### [Instructions to follow]
Return each line from the saved entries below that contains the word "approximate".

(Saved entries)
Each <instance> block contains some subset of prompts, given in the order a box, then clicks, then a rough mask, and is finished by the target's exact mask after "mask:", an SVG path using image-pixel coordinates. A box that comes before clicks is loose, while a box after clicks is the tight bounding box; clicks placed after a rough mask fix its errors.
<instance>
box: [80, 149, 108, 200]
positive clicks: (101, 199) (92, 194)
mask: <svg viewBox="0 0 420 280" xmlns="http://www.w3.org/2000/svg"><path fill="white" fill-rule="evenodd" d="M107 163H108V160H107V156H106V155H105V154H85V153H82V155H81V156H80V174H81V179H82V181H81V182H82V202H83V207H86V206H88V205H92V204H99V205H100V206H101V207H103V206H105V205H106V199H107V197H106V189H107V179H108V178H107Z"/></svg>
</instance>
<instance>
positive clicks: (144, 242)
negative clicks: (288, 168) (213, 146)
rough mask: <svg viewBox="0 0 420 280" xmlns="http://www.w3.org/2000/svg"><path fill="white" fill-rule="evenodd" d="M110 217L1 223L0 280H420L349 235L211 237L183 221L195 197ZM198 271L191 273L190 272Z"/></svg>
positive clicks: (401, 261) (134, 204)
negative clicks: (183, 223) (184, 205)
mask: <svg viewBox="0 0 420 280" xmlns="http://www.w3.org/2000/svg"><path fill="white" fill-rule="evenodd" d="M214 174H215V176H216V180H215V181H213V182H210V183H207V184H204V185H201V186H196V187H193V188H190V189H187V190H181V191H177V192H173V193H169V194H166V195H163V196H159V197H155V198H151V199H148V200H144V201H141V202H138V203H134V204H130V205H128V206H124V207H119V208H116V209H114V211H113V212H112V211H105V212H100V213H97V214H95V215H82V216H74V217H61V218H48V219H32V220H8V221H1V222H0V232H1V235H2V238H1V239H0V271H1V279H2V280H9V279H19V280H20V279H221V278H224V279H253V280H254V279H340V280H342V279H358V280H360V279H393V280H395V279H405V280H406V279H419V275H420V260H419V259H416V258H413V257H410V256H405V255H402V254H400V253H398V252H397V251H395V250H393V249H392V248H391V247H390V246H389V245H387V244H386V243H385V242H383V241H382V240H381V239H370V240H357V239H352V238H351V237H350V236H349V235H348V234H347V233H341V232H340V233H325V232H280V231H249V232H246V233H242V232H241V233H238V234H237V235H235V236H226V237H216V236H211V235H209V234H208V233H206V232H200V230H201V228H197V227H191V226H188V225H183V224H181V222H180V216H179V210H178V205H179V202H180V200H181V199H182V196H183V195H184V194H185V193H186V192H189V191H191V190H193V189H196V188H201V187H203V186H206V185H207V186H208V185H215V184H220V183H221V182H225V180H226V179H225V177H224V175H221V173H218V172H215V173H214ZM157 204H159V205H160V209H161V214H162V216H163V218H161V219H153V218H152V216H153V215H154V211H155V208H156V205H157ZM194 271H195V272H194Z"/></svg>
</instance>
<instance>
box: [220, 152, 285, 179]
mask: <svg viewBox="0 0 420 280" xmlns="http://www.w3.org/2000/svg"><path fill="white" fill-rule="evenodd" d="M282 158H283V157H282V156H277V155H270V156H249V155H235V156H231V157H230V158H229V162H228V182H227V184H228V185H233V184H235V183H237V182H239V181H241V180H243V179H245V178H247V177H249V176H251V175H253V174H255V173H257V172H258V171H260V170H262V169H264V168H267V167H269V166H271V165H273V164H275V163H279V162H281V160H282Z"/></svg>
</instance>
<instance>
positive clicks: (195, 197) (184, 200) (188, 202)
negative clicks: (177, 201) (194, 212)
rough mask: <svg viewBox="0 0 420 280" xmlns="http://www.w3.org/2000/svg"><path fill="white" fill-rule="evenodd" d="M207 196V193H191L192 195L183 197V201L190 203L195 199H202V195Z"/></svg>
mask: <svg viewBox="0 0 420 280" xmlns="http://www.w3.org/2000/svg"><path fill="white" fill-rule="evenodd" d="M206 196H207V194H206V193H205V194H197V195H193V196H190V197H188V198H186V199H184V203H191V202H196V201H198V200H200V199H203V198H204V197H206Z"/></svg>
...
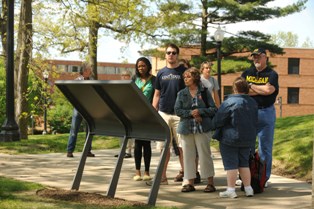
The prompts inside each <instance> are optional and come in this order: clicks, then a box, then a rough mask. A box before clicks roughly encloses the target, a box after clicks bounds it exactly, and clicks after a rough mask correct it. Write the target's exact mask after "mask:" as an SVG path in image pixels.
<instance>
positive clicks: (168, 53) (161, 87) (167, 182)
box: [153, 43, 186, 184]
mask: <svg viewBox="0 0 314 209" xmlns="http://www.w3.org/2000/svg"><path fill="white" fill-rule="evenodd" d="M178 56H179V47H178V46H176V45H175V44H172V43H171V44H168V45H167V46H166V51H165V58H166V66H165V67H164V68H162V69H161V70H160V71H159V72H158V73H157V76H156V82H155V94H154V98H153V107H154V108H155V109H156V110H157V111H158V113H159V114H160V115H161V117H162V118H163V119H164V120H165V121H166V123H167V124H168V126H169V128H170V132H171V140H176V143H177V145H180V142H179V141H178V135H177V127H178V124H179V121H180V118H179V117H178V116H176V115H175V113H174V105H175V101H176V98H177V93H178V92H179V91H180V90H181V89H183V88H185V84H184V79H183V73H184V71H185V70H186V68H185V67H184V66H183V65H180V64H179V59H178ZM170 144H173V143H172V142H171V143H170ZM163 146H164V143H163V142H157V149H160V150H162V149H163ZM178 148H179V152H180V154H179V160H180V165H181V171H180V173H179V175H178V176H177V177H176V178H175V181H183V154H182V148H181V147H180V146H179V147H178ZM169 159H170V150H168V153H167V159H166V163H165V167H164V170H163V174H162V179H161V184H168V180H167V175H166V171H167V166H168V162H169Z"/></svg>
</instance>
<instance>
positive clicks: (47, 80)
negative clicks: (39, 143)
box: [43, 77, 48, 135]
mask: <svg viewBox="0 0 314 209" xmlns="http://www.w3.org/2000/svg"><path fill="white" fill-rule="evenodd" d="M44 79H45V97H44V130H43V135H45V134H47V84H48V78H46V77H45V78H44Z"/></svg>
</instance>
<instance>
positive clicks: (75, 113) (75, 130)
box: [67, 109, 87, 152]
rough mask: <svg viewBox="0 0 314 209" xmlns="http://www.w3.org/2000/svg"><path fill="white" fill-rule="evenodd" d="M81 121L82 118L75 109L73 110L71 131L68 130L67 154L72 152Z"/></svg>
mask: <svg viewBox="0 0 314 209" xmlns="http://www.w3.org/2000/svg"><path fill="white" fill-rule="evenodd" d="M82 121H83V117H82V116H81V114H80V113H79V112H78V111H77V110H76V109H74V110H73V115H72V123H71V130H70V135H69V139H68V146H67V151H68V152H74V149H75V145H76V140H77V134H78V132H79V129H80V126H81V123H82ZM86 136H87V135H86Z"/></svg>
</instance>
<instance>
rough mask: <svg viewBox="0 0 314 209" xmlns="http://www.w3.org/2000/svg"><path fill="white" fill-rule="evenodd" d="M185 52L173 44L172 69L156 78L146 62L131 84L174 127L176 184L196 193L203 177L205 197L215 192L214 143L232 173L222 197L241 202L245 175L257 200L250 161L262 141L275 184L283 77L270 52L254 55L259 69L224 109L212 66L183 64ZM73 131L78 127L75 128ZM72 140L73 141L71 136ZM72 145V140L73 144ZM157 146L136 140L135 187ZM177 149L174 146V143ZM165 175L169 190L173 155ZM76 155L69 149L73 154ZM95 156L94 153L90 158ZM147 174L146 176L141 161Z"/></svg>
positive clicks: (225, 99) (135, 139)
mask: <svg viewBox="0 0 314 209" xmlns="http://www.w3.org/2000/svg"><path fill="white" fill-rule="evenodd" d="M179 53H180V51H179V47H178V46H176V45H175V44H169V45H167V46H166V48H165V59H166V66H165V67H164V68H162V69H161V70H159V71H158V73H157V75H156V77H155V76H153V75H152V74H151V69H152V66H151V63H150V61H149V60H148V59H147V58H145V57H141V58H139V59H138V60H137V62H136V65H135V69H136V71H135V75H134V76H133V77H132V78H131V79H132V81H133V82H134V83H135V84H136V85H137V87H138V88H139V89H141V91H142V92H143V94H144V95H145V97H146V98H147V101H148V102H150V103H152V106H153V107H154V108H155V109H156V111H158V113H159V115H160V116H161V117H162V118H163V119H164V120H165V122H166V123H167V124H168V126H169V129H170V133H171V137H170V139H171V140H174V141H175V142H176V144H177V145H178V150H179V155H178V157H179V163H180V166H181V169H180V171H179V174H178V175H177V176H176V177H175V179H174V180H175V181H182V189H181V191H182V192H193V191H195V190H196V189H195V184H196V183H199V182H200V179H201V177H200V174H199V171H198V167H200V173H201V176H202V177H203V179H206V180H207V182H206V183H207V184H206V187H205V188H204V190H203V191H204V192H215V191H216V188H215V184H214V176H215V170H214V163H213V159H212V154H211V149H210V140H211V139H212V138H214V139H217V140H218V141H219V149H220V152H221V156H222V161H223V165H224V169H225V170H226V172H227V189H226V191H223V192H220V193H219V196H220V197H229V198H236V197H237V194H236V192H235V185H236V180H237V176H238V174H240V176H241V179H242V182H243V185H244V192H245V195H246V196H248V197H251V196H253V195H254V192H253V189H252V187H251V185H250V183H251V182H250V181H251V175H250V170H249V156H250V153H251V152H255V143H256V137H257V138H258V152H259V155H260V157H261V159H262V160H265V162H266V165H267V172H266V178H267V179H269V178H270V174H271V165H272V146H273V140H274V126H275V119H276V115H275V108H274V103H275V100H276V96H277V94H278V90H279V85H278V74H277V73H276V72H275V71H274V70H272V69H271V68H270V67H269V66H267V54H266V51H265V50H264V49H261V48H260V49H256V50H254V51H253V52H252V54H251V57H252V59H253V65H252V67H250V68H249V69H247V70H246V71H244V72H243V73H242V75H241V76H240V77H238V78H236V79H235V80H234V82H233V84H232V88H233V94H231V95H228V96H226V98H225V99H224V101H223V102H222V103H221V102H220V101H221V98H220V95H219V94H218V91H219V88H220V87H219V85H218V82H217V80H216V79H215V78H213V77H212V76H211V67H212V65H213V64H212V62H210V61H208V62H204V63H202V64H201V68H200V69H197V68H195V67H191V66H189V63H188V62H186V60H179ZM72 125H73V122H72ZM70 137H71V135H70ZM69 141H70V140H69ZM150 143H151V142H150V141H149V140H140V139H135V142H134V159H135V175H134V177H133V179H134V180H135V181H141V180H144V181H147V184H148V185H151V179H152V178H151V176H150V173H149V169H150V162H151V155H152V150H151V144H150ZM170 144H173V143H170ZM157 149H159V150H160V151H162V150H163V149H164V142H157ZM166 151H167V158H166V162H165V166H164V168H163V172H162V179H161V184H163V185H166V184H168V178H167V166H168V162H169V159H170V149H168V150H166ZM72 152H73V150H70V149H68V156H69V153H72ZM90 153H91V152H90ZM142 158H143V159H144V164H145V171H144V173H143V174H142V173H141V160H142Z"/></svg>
...
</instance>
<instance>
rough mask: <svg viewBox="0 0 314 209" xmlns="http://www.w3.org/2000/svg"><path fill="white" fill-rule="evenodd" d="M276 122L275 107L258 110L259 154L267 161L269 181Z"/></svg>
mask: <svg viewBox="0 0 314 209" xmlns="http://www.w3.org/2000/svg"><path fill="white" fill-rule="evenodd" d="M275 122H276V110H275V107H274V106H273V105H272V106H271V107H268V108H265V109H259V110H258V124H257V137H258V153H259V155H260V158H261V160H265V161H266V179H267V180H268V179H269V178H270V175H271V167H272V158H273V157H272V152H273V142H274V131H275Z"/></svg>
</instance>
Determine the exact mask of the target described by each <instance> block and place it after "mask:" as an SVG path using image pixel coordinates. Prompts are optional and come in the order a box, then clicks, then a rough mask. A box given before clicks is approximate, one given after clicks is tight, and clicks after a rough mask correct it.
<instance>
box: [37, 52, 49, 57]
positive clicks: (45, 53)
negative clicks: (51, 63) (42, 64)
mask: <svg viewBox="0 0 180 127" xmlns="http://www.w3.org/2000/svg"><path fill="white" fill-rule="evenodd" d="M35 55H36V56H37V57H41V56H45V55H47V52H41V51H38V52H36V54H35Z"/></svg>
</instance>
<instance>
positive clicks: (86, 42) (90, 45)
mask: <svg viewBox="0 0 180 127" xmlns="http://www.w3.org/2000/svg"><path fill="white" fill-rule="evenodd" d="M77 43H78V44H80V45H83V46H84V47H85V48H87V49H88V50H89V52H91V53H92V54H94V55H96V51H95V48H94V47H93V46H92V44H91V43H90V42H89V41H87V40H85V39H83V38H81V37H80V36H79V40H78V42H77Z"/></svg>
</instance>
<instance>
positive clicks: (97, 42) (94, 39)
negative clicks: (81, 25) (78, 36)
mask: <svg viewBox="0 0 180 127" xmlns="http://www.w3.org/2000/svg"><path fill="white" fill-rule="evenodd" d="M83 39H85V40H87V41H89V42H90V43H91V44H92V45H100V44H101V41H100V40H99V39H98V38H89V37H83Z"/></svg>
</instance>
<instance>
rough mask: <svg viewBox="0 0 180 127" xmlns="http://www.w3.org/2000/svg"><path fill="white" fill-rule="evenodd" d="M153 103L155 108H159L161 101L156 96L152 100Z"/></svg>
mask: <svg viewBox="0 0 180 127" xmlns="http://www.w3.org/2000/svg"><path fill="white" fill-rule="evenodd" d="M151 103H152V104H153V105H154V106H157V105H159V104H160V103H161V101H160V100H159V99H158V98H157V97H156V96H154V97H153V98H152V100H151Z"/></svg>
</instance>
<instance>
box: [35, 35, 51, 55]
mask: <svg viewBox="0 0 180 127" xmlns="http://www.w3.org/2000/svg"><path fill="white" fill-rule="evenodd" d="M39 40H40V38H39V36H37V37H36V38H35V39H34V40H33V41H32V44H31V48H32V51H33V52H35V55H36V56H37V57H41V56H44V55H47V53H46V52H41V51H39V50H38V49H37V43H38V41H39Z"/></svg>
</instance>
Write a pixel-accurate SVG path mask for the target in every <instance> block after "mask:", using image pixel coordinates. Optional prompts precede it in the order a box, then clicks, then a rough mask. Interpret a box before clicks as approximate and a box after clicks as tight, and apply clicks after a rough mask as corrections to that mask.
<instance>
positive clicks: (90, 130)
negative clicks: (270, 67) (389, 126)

### [Solution to this task]
Determine the exact mask of the target described by each <instance> block and place it after "mask:" as an SVG path using image pixel coordinates. Prompts are optional and come in the order a box, then clicks, then a rough mask. A box given before clicks is approximate, one given after clicks is tight, and clicks after a rough mask correct it.
Write a pixel-accurate SVG path mask for the target in every <instance> block after "mask:", using image pixel coordinates. Optional prompts precede it in the order a box, then clicks, then a rough mask. Interpret a box before clicks as approximate and a box after clicks as tight, and apply clicks after a rough mask as corrections to that mask.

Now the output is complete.